**Mask labeling records**
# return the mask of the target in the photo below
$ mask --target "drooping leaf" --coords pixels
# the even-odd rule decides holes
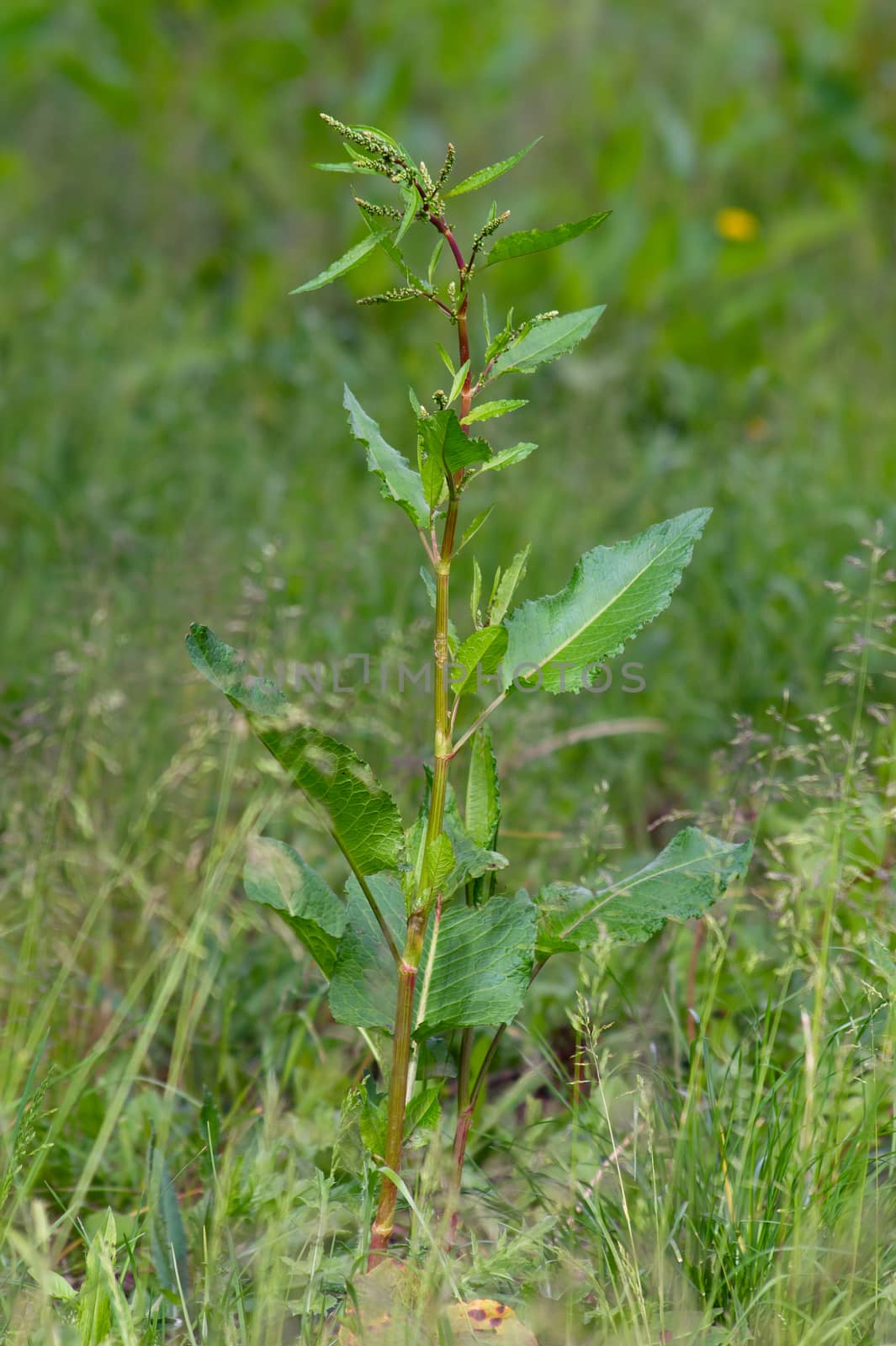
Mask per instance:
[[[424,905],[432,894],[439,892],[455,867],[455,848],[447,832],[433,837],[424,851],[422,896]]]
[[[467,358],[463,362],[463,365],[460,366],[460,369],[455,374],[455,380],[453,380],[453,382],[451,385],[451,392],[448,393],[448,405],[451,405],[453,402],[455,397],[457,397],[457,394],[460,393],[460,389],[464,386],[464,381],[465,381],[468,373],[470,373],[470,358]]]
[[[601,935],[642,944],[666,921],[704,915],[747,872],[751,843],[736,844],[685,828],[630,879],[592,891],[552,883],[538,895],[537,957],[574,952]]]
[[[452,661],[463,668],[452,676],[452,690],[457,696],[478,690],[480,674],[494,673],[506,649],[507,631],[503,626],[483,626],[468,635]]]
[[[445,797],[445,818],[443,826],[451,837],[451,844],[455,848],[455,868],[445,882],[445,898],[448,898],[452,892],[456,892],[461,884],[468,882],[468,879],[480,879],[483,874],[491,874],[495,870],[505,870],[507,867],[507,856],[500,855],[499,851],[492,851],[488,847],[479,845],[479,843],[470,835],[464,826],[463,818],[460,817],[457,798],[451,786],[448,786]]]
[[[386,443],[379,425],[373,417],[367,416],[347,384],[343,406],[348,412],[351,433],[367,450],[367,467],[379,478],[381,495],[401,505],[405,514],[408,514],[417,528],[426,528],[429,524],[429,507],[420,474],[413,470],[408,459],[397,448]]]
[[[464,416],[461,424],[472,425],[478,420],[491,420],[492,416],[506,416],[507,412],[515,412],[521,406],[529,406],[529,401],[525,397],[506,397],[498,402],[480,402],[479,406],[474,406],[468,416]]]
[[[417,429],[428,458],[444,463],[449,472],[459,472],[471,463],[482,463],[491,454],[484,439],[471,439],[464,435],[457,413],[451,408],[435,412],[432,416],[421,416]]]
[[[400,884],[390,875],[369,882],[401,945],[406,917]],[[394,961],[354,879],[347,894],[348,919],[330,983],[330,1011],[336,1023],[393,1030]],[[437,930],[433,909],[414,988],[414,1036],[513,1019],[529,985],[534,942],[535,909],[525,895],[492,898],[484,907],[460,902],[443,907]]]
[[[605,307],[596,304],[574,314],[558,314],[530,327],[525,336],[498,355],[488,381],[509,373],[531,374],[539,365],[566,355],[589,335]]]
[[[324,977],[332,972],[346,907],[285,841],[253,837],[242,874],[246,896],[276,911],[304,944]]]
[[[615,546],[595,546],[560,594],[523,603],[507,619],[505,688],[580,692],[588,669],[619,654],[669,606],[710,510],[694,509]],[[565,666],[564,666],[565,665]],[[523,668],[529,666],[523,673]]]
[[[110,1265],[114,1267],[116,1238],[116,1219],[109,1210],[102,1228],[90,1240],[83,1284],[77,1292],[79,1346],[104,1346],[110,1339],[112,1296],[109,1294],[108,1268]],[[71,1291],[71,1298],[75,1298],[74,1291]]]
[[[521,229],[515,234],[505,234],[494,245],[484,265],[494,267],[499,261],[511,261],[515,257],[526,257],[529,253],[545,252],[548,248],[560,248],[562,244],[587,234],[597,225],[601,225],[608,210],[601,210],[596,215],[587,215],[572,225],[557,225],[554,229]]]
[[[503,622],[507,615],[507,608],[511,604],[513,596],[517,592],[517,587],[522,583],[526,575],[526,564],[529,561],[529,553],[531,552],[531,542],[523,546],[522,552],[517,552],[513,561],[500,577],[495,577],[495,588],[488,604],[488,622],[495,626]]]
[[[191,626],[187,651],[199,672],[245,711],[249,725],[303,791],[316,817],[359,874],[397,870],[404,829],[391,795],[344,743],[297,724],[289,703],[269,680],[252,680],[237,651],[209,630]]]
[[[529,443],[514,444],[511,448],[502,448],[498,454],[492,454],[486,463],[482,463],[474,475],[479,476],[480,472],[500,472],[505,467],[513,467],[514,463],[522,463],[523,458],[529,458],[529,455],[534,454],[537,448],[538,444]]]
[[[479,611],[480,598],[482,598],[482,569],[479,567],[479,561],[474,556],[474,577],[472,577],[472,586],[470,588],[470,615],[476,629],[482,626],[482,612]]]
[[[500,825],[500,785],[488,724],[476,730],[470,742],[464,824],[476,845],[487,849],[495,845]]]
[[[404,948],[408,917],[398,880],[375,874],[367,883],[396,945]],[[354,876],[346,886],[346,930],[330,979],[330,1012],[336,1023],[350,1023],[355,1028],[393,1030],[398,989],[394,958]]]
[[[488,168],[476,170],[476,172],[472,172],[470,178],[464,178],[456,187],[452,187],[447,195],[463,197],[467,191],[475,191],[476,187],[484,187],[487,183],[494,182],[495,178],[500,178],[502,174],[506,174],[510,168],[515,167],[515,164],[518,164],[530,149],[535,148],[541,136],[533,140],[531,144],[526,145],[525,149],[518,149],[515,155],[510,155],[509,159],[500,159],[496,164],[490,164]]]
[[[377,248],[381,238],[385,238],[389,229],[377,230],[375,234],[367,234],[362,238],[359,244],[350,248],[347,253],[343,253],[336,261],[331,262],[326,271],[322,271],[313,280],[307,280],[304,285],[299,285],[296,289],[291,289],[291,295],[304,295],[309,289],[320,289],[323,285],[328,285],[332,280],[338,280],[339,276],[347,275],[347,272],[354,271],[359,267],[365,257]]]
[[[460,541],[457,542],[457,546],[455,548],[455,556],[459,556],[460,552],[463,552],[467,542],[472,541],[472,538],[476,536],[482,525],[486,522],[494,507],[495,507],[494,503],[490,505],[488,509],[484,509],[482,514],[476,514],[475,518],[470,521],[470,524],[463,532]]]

**STATED PROBLEM**
Copy every one of the records above word for word, omitting the pictures.

**RESULT OF THIS EXERCISE**
# return the mask of the target in the photo below
$ mask --target "drooping leaf" --coords pixels
# the even-odd rule decides holes
Mask per instance:
[[[424,905],[432,894],[439,892],[455,867],[455,848],[447,832],[433,837],[424,851],[422,896]]]
[[[467,358],[463,362],[463,365],[460,366],[460,369],[455,374],[455,380],[453,380],[453,382],[451,385],[451,392],[448,393],[448,405],[451,405],[453,402],[455,397],[457,397],[457,394],[460,393],[460,389],[464,386],[464,381],[465,381],[468,373],[470,373],[470,358]]]
[[[601,935],[642,944],[666,921],[704,915],[747,872],[751,843],[736,844],[685,828],[630,879],[592,891],[552,883],[538,895],[537,957],[574,952]]]
[[[452,661],[463,668],[452,676],[452,690],[457,696],[478,690],[480,674],[494,673],[506,649],[507,631],[503,626],[483,626],[468,635]]]
[[[445,797],[445,818],[443,826],[451,837],[451,844],[455,848],[455,868],[445,882],[445,898],[448,898],[452,892],[456,892],[461,884],[468,882],[468,879],[480,879],[483,874],[491,874],[495,870],[505,870],[507,867],[507,856],[500,855],[499,851],[492,851],[488,847],[479,845],[479,843],[470,835],[464,826],[463,818],[460,817],[457,798],[451,786],[448,786]]]
[[[386,443],[379,425],[373,417],[367,416],[347,384],[343,406],[348,412],[351,433],[367,450],[367,467],[379,478],[381,495],[401,505],[405,514],[408,514],[417,528],[426,528],[429,524],[429,507],[420,474],[413,470],[408,459],[397,448]]]
[[[464,416],[461,424],[472,425],[478,420],[491,420],[492,416],[506,416],[507,412],[515,412],[521,406],[529,406],[529,401],[525,397],[506,397],[498,402],[480,402],[479,406],[474,406],[468,416]]]
[[[417,429],[428,458],[444,463],[449,472],[459,472],[471,463],[482,463],[491,454],[484,439],[471,439],[464,435],[457,413],[451,408],[435,412],[432,416],[421,416]]]
[[[400,884],[390,875],[369,882],[401,945],[406,917]],[[394,961],[354,879],[347,894],[348,919],[330,983],[330,1011],[336,1023],[393,1030]],[[437,930],[433,909],[414,988],[414,1036],[513,1019],[529,985],[534,942],[535,909],[525,895],[492,898],[484,907],[460,902],[443,907]]]
[[[605,307],[596,304],[574,314],[558,314],[530,327],[525,336],[498,355],[488,381],[509,373],[531,374],[539,365],[566,355],[589,335]]]
[[[324,977],[332,972],[346,907],[285,841],[253,837],[242,874],[246,896],[276,911],[304,944]]]
[[[615,546],[595,546],[560,594],[523,603],[507,619],[505,688],[580,692],[588,669],[619,654],[669,606],[710,510],[694,509]],[[565,666],[564,666],[565,665]],[[523,668],[529,666],[523,673]]]
[[[110,1265],[114,1267],[116,1238],[116,1219],[109,1210],[102,1228],[90,1240],[83,1284],[77,1292],[79,1346],[104,1346],[110,1339],[112,1296],[109,1294],[108,1268]],[[71,1291],[71,1298],[75,1298],[74,1291]]]
[[[521,229],[515,234],[505,234],[494,245],[484,265],[494,267],[499,261],[511,261],[515,257],[526,257],[529,253],[545,252],[548,248],[560,248],[562,244],[587,234],[597,225],[601,225],[608,210],[601,210],[596,215],[587,215],[572,225],[557,225],[554,229]]]
[[[503,622],[507,615],[507,608],[511,604],[513,596],[517,592],[517,587],[522,583],[526,575],[526,564],[529,561],[529,553],[531,552],[531,542],[523,546],[522,552],[517,552],[513,561],[500,577],[495,577],[495,588],[488,604],[488,622],[495,626]]]
[[[191,626],[187,651],[199,672],[245,711],[249,725],[303,791],[316,817],[359,874],[397,870],[404,829],[391,795],[344,743],[297,724],[289,703],[269,680],[252,680],[237,651],[209,630]]]
[[[529,443],[514,444],[511,448],[502,448],[498,454],[492,454],[486,463],[482,463],[474,475],[479,476],[480,472],[500,472],[505,467],[513,467],[514,463],[522,463],[523,458],[529,458],[529,455],[534,454],[537,448],[538,444]]]
[[[479,611],[480,598],[482,598],[482,569],[479,567],[479,561],[474,556],[474,577],[472,577],[472,586],[470,588],[470,615],[476,629],[482,626],[482,612]]]
[[[500,825],[500,785],[488,724],[476,730],[470,742],[464,824],[476,845],[487,849],[495,845]]]
[[[404,948],[408,917],[398,880],[375,874],[367,883],[396,945]],[[354,876],[346,886],[346,930],[330,979],[330,1012],[336,1023],[350,1023],[355,1028],[393,1030],[398,989],[394,958]]]
[[[488,168],[476,170],[476,172],[472,172],[470,178],[464,178],[456,187],[452,187],[447,195],[463,197],[467,191],[475,191],[476,187],[484,187],[487,183],[494,182],[495,178],[500,178],[502,174],[506,174],[510,168],[515,167],[515,164],[518,164],[530,149],[535,148],[541,136],[533,140],[531,144],[526,145],[525,149],[518,149],[515,155],[510,155],[509,159],[500,159],[496,164],[490,164]]]
[[[377,248],[381,238],[385,238],[389,229],[377,230],[375,234],[367,234],[362,238],[359,244],[350,248],[347,253],[343,253],[336,261],[331,262],[326,271],[322,271],[313,280],[307,280],[304,285],[299,285],[296,289],[291,289],[291,295],[304,295],[309,289],[320,289],[323,285],[328,285],[332,280],[338,280],[339,276],[347,275],[347,272],[354,271],[359,267],[365,257]]]
[[[460,541],[457,542],[457,546],[455,548],[455,556],[459,556],[460,552],[463,552],[467,542],[472,541],[472,538],[476,536],[482,525],[486,522],[494,507],[495,507],[494,503],[490,505],[488,509],[484,509],[482,514],[476,514],[475,518],[470,521],[470,524],[463,532]]]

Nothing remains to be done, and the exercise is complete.